::: PASSAGE PROVIDED

Reviewed and updated for accuracy on December 2, 2019, by Dr. Elizabeth Bales, DVM

Providing your cat with quality nutrition is one of the most important things you can do. But how do you make sure you are choosing the best and healthiest cat food?

The cat food market is teeming with cans and bags of food that make all sorts of health claims—some are substantiated by scientific research, and some are not. 

While there is no “one-size-fits-all” answer for what you should feed your cat, knowing the basics of a cat’s dietary needs can help you navigate the options. The best way to start is by looking at mealtime through your cat’s eyes.

What Do Cats Eat?

Cats are obligate carnivores, which means that their diet is primarily made up of animal proteins.

Cats in the wild would eat small rodents, which are estimated to contain 55% protein, 45% fat and very few carbohydrates. The typical small rodent has approximately 35 calories.

An average 10-pound house cat needs about 250 calories per day—so that’s about 7-8 mice per day.

When cats hunt prey, they typically consume most or all of the animal. It is common for a cat to eat the nutrient-rich organs—like the liver—first, followed by muscle, bone and skin.

::::::
::: SOURCE DATA

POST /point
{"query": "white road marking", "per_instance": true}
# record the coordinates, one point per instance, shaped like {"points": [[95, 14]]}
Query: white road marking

::::::

* YOUR TASKS *
(1) From the cat nutrition text, reproduce the part starting at "Providing your cat" and ending at "some are not.".
(2) According to the cat nutrition text, how many calories does an average 10-pound house cat need each day?
None of the data is needed for this work.

* ANSWER SET *
(1)
Providing your cat with quality nutrition is one of the most important things you can do. But how do you make sure you are choosing the best and healthiest cat food?

The cat food market is teeming with cans and bags of food that make all sorts of health claims—some are substantiated by scientific research, and some are not.

(2) About 250 calories per day.